Beeping Network (BN) is a popular graph-based model of wireless computation, which applies the OR operation to one-bit messages sent simultaneously by neighbors. It admits fast (polylogarithmic in the number of nodes n) randomized solutions to many graph problems, but all known deterministic algorithms for non-trivial graph problems are at least polynomial in the maximum node degree Δ.
--*--
### TASK 1
Answer these from the beeping network passage:
(a) What operation is applied to the one-bit messages sent by neighbors?
(b) Randomized solutions are polylogarithmic in what quantity?
(c) Known deterministic algorithms for non-trivial graph problems are at least polynomial in what?
### TASK 2
Render this sentence from the beeping network passage in Spanish: "Beeping Network (BN) is a popular graph-based model of wireless computation, which applies the OR operation to one-bit messages sent simultaneously by neighbors."
### TASK 3
Rewrite the stretch of the beeping network passage from "Beeping Network (BN)" through "node degree Δ.", changing "popular" to "widely used".
The listing isn't needed for any of this.

### DATA RECORDS
--*--
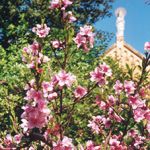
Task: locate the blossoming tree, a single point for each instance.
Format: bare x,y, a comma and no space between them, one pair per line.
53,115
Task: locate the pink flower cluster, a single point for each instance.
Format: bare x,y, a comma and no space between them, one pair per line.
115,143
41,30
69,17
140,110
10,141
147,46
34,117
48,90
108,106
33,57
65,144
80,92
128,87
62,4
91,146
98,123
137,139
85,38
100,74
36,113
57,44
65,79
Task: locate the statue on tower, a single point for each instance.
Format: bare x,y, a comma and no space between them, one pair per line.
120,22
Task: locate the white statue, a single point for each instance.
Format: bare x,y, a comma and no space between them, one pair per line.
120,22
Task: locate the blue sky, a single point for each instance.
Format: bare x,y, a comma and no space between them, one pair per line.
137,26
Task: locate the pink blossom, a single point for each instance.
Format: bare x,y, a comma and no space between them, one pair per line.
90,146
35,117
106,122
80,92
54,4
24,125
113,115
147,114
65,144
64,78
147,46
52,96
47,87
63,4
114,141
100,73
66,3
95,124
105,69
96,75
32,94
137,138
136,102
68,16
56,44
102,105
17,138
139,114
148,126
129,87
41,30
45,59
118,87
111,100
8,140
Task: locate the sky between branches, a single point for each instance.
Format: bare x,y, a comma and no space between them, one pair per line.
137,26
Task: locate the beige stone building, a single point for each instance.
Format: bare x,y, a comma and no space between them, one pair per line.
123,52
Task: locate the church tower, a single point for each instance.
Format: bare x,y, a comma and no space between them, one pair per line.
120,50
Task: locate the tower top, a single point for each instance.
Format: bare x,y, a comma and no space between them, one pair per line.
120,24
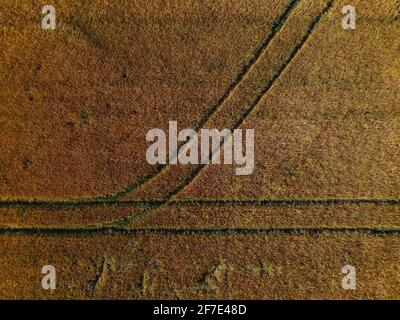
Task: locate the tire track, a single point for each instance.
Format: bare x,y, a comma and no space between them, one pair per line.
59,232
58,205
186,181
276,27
--*--
### WRITTEN SOLUTION 1
(a) The OR operation.
(b) The number of nodes n.
(c) The maximum node degree Δ.

### WRITTEN SOLUTION 2
Beeping Network (BN) es un modelo popular de computación inalámbrica basado en grafos, que aplica la operación OR a mensajes de un bit enviados simultáneamente por los vecinos.

### WRITTEN SOLUTION 3
Beeping Network (BN) is a widely used graph-based model of wireless computation, which applies the OR operation to one-bit messages sent simultaneously by neighbors. It admits fast (polylogarithmic in the number of nodes n) randomized solutions to many graph problems, but all known deterministic algorithms for non-trivial graph problems are at least polynomial in the maximum node degree Δ.